BEGIN DATA SUPPLIED

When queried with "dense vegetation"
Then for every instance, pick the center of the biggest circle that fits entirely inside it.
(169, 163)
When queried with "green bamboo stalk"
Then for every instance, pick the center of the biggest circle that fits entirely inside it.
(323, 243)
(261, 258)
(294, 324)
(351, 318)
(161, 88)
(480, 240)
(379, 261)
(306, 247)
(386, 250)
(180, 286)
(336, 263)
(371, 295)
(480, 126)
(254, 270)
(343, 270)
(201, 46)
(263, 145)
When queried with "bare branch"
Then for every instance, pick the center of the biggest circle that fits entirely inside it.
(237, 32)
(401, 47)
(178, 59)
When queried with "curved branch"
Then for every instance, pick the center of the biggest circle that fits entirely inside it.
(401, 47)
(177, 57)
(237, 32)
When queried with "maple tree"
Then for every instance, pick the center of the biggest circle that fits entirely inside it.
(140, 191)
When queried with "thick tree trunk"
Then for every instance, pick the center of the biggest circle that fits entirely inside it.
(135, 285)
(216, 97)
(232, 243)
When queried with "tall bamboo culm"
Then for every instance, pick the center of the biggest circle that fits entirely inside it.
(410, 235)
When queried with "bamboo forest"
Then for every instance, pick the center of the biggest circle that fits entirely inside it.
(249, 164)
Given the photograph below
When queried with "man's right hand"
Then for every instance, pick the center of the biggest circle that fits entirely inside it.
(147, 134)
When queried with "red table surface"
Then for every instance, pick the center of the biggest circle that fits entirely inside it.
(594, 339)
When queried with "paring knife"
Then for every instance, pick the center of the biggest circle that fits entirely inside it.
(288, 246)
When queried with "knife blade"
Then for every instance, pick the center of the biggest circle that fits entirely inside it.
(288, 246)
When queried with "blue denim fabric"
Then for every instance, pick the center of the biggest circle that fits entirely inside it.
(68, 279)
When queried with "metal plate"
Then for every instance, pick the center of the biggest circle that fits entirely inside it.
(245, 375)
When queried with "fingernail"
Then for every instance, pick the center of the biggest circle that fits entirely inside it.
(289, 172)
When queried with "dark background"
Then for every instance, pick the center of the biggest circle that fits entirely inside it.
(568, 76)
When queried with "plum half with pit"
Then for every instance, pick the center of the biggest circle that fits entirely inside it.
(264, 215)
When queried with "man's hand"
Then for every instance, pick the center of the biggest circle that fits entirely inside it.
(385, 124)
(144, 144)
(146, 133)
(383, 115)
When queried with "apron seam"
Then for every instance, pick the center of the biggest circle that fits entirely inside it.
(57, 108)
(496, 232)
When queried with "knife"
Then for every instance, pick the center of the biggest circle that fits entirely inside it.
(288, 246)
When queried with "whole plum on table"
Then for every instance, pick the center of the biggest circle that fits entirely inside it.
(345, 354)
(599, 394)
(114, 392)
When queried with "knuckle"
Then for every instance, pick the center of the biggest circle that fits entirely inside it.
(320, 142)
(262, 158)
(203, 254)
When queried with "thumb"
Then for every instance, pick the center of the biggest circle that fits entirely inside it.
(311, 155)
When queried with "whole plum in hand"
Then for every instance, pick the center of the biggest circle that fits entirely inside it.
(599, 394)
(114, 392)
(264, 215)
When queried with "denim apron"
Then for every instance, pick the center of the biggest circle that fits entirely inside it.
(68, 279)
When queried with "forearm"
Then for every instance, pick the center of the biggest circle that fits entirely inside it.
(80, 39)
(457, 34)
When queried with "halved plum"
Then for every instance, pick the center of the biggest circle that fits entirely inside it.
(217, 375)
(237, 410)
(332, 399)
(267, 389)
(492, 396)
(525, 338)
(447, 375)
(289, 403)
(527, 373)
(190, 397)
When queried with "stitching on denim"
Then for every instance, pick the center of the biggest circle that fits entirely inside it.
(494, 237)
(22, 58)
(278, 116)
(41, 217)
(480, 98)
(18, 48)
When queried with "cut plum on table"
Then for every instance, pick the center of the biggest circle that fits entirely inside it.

END DATA SUPPLIED

- GOAL OF THE EXERCISE -
What lines of the listing above hold "hand"? Copy all of them.

- RESPONSE TO THIS EXERCISE -
When queried with "man's right hand"
When queried with "man's hand"
When queried with "whole plum in hand"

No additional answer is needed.